--- Start of Provided text ---
Object Introspection and Dynamic Type Checking

Object introspection examines objects at runtime—their type, attributes, and methods. Valuable for unknown datasets and flexible code.

Python uses duck typing: "If it walks like a duck and quacks like a duck, then it must be a duck." If an object supports the needed methods, you can use it—regardless of its actual type.

Duck Typing

This means functions work with any object that behaves as expected, not just those of a specific type.

Reference:

# Duck typing: treat the same object as different types
big_number = 12345
print(f"As a number: {big_number} (type: {type(big_number).__name__})")

# Convert to string - now we can iterate through digits
number_as_string = str(big_number)
print(f"As a string: '{number_as_string}' (type: {type(number_as_string).__name__})")

# Duck typing: if it acts like an iterable, treat it like one
digit_sum = 0
for digit_char in number_as_string:  # Treating string like a list
    digit_sum += int(digit_char)     # Converting back to int
    
print(f"Sum of digits: {digit_sum}")

Scalar Types and Operations

Scalar types represent single values. Python provides rich support for numeric operations, string manipulation, and boolean logic.

Reference:

Brief Example:

# Numeric operations
count = 150
average = 87.3
population = 1.4e9  # Scientific notation

# String operations
name = "Alice Johnson"
clean_name = "  Bob Smith  ".strip()

# Boolean logic
has_data = True
analysis_ready = has_data and count > 0

String Operations for Data Cleaning

String operations are fundamental for data cleaning. Python provides built-in methods for transforming, cleaning, and validating text data.

Reference:

Brief Example:

# Data cleaning operations
messy_data = "  Alice Johnson  "
clean_name = messy_data.strip().title()

# Text processing
filename = "data_2023_report.csv"
if filename.endswith(".csv"):
    print("Processing CSV file")

# Data validation
user_input = "123abc"
if user_input.isalnum():
    print("Input contains only letters and numbers")

Print Statements and Output Formatting

Print statements communicate results and debug code. Understanding formatting options enables clear output.

Reference:

Brief Example:

# Basic printing
print("Analysis complete")
print("Value:", 42)

# F-string formatting (preferred)
name = "Alice"
score = 87.3456
print(f"Student: {name}")
print(f"Score: {score:.1f}%")

# Debugging with print
data = [1, 2, 3, 4, 5]
print(f"Debug: data = {data}, length = {len(data)}")

Basic File I/O Operations

File I/O operations are essential for data science. Python provides simple tools for reading and writing files.
--- End of Provided text ---
[Brief 1]
Which string methods does the Python tutorial call with dot notation in its code? List each once.
[Brief 2]
Can you carry on the Python tutorial from its last sentence, about file I/O tools?
--- Start of Data extract ---
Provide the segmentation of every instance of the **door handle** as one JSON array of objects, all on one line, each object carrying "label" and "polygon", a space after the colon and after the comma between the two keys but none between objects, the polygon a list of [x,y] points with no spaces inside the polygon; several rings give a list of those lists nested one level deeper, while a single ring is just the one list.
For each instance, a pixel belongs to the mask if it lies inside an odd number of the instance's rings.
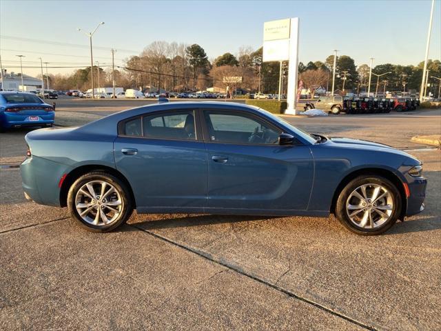
[{"label": "door handle", "polygon": [[217,162],[218,163],[225,163],[228,161],[227,157],[222,157],[220,155],[213,155],[212,157],[212,160],[214,162]]},{"label": "door handle", "polygon": [[136,148],[123,148],[121,152],[125,155],[135,155],[138,152],[138,150]]}]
--- End of Data extract ---
[Exercise result 1]
strip(), title(), endswith(), isalnum()

[Exercise result 2]
Reference:

Brief Example:

# Reading from a file
with open('data.txt', 'r') as file:
    content = file.read()
    print(f"File content: {content}")

# Writing to a file
results = ["Alice: 95", "Bob: 87", "Charlie: 92"]
with open('grades.txt', 'w') as file:
    for result in results:
        file.write(f"{result}\n")

# Appending to a file
with open('log.txt', 'a') as file:
    file.write("2023-12-01: Analysis completed\n")

# Print to file examples
with open('results.txt', 'w') as file:
    print("Analysis Results", file=file)
    print(f"Average score: {score:.1f}", file=file)

# One-liner file output
print("Debug info", file=open('debug.log', 'a'))

# Multiple outputs to same file
with open('report.txt', 'w') as report:
    print("Data Science Report", file=report)
    print("=" * 20, file=report)
    print(f"Total samples: {len(data)}", file=report)

Control Flow Structures

Control flow determines execution order through conditionals and loops. Python's syntax emphasizes readability and iteration.

Reference:

Brief Example:

# Conditional logic
score = 85
if score >= 90:
    grade = "A"
elif score >= 80:
    grade = "B"
else:
    grade = "C"

# Iteration
for i in range(5):
    print(f"Count: {i}")

# List iteration
grades = [85, 92, 78, 96]
for grade in grades:
    if grade >= 90:
        print(f"Excellent: {grade}")

Data Structures: Lists and Tuples

Lists provide mutable sequences for data. Tuples offer immutable sequences useful for fixed records.

Reference:

Brief Example:

# Lists - mutable sequences
grades = [85, 92, 78, 96, 88]
grades.append(90)
grades.insert(1, 87)
total = sum(grades)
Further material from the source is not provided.